═════ Texto proposto
Delicada vontade de ouvir segredos. Manhã de caixa e peito abertos. Por um triz.

terça-feira, 11 de maio de 2010

Domingo de mãe

Acho que cada mãe já teve um insight sobre isso. Não naquele estilo comercial da Avon (locomotiva de amor), tampouco daquele da Renner (horrível, para as que são mães e para as que continuam sonhando). Mãe sabe o quanto é difícil ser. O quanto tem dias de não sabermos ao certo nem quem somos e nos quais a responsabilidade de ter aqueles olhos cheios de confiança nos olhando pesa, porque não queremos decepcionar e nem que o filho sofra uma.

Meu dia das mães começou com crianças me falando de sua fome (e com beijos, beijoqueiros esses meninos!). O almoço foi festivo, com tia e prima-sobrinha-afilhada temperando a tarde com suas companhias, assim como a de minha irmã. Presente ainda o marido da tia, que terminou roubando de mim sua presença pouco depois de nos empanturrarmos de afeto.

Assisti a um filme, subi para tirar um cochilo. Mas antes disso, na despedida, lembrei de minha avó, a matriarca da família Pacheco. A que nos reunia em torno dela em datas especiais, com uma culinária de anos passados junto ao fogão, com prazer. Ainda não comi feijão nem peixada de coco mais gostosos. Mesmo imitando-a na arte de fazer fatia parida, não chego aos pés no sabor. Talvez porque eu use leite de coco de caixinha, ao invés de raspar o fruto por horas...

Quando criança dizia que ela era meu travesseirinho (barrigudinha, minha avó). Calada, olhos profundos, dizia tão pouco de si. Mas sabia tanto e sempre. Senti sua falta nesse domingo. Falta do seu apetite na mesa, daquele estar prolongado, em que a gente nem mais conversa, mas convive e partilha o sentimento simplesmente por estar perto.

Dela herdei o gosto de receber amigos, mesmo que isso seja raro, por parar pouco em casa. O receber, o dar, o doar o que sei, termino levando comigo para onde vou. Na casa da comadre faço bolos, crepes, lavo os pratos. Ou só converso junto a um balcão, arrastando um banco, cadeira, o que estiver mais perto.

Dos presentes recebidos, alguns foram inesperados. Ian inventando música enquanto tomava banho, finalzinho de noite, rimando, aquele menino cacheado. Marina me dando aqueles mil pequenos beijos e perdoando do jeitinho dela meu atraso na festinha da escola. Igor me dizendo: você é legal assim, apertando o meu pescoço num abraço, durante o qual repetiu: mãe, você é muito legal!

Presentes são eles, por fazerem parte. Por saberem de minhas dúvidas, temores, angústias. Por conhecerem meu humor, minha paciência, minha quase demência quando estou alegre. Por saberem que podemos contar uns com os outros, companheiros de vida e de afeto, de felicidade e de poesia, porque eles - assim como eu - inventam músicas, versos, desenham - expressam de mil formas diferentes o que pensam, o que sonham, o que às vezes nem conseguimos dizer direito.

O domingo foi de sol. A tarde, após o cochilo, foi encerrada com um breve passeio de bicicleta ao lado de meu filho mais velho. Que pediu, chegados à nossa rua, vamos lado a lado? Vamos filho. Lado a lado. Feliz por estar aqui.
══════════
═════ Linhas
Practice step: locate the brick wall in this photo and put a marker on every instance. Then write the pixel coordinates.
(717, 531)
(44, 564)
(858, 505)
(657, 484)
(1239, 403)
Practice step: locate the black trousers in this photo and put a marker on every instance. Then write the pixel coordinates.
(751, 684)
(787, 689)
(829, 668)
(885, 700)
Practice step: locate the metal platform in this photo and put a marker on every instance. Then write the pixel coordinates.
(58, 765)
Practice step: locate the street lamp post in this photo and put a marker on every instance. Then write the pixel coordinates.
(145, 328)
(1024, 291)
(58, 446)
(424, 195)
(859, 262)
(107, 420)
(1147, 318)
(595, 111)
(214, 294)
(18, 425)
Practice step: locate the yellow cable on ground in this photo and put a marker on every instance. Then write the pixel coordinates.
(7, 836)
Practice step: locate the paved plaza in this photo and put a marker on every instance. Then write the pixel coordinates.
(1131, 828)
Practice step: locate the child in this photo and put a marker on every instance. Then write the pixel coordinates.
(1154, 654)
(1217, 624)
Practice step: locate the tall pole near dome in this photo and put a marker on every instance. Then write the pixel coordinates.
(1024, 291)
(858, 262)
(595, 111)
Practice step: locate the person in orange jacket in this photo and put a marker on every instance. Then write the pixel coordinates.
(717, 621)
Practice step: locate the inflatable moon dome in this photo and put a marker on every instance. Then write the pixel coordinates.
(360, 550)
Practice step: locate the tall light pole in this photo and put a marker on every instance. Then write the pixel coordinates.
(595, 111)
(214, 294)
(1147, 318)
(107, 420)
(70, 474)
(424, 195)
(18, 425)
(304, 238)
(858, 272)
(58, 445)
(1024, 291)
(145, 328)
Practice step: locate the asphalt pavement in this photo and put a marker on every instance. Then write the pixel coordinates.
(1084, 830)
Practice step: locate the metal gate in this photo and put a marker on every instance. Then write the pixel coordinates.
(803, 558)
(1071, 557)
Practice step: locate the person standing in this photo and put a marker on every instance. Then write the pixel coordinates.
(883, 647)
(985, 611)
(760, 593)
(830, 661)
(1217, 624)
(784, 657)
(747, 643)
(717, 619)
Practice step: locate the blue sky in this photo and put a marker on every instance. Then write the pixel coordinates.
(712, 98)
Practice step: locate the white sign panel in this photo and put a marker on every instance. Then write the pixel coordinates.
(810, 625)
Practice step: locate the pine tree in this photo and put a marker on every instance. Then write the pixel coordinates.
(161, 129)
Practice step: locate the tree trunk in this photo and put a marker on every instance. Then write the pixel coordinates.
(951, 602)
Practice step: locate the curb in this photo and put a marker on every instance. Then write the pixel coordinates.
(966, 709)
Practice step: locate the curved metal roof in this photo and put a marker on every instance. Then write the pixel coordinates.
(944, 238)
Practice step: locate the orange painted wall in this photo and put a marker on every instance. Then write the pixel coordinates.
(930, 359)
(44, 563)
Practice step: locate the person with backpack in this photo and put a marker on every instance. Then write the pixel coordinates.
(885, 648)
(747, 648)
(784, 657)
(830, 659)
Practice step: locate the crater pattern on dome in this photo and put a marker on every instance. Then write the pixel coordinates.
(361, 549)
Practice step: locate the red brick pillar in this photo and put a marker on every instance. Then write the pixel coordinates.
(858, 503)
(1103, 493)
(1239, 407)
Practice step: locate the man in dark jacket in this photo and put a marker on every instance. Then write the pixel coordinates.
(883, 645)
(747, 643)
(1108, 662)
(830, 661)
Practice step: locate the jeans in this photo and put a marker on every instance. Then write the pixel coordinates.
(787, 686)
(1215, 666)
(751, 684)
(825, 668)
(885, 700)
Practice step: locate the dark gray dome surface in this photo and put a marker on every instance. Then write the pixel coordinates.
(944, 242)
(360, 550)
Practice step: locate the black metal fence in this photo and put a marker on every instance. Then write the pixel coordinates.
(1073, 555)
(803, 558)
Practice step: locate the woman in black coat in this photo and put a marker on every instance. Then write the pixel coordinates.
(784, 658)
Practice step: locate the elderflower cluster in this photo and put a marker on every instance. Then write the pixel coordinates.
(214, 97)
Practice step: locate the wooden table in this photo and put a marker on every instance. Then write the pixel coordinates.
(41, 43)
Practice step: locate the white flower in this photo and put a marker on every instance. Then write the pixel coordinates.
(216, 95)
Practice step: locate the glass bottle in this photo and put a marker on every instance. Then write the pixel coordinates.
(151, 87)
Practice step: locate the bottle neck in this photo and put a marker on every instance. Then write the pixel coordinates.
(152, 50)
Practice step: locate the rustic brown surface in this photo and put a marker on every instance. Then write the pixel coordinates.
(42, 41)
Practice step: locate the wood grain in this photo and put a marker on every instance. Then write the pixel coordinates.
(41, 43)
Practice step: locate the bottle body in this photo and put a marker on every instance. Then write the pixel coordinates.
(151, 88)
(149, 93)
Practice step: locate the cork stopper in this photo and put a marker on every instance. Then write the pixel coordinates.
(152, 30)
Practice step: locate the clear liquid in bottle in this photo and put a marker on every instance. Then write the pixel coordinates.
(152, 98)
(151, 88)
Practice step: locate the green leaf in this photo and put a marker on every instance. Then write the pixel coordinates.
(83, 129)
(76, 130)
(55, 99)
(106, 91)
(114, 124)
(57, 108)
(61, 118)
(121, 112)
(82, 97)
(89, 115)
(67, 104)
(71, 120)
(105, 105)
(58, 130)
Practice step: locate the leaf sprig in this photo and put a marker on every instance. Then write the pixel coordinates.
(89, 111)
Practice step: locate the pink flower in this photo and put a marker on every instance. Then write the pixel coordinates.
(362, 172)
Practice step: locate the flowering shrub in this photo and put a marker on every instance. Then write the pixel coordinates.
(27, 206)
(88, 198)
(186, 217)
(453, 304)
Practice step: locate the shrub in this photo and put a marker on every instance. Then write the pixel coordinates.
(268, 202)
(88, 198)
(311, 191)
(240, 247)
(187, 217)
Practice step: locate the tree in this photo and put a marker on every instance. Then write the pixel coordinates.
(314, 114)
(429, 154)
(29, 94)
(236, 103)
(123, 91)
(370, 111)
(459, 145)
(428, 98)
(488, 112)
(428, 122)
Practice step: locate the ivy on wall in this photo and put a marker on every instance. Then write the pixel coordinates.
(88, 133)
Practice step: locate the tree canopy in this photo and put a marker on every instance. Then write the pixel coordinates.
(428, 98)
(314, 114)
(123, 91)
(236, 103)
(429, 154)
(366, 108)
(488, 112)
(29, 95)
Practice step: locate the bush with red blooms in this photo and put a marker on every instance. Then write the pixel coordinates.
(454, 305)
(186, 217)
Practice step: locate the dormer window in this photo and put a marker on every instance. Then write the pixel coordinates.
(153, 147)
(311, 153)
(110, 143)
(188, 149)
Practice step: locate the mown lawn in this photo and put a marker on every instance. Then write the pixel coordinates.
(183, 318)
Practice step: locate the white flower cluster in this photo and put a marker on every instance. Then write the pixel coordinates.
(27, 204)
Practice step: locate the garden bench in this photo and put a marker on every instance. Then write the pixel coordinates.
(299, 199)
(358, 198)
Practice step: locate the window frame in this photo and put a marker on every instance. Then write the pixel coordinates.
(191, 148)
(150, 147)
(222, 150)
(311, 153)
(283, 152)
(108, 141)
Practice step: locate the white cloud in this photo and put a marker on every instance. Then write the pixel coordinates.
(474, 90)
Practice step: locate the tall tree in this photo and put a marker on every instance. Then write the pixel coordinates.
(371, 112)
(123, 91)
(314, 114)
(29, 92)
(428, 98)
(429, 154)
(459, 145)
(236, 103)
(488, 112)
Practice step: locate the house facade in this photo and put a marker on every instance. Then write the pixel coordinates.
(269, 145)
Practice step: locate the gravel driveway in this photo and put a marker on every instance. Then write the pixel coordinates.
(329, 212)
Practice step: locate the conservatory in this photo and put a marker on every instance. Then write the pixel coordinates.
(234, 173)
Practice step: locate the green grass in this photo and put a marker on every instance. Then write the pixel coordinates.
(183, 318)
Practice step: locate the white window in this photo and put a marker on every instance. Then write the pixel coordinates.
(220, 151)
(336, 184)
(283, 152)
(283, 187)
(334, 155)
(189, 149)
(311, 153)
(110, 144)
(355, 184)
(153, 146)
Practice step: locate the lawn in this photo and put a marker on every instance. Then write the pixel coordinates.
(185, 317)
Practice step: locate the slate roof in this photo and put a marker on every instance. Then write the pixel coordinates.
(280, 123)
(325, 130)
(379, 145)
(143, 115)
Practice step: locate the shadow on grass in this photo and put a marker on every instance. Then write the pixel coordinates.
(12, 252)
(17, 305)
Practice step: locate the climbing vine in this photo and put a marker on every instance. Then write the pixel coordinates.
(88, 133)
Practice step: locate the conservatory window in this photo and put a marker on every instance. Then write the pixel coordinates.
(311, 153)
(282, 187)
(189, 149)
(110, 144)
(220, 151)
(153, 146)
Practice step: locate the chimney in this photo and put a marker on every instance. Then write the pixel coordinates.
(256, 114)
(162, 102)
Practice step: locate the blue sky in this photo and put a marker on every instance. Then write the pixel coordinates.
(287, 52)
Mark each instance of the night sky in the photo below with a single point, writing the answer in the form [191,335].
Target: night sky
══════════
* _Tarefa proposta_: Copie o trecho do texto sobre o Dia das Mães começando em "Dela herdei o" e terminando em "estiver mais perto.".

* _Resposta do exercício_:
Dela herdei o gosto de receber amigos, mesmo que isso seja raro, por parar pouco em casa. O receber, o dar, o doar o que sei, termino levando comigo para onde vou. Na casa da comadre faço bolos, crepes, lavo os pratos. Ou só converso junto a um balcão, arrastando um banco, cadeira, o que estiver mais perto.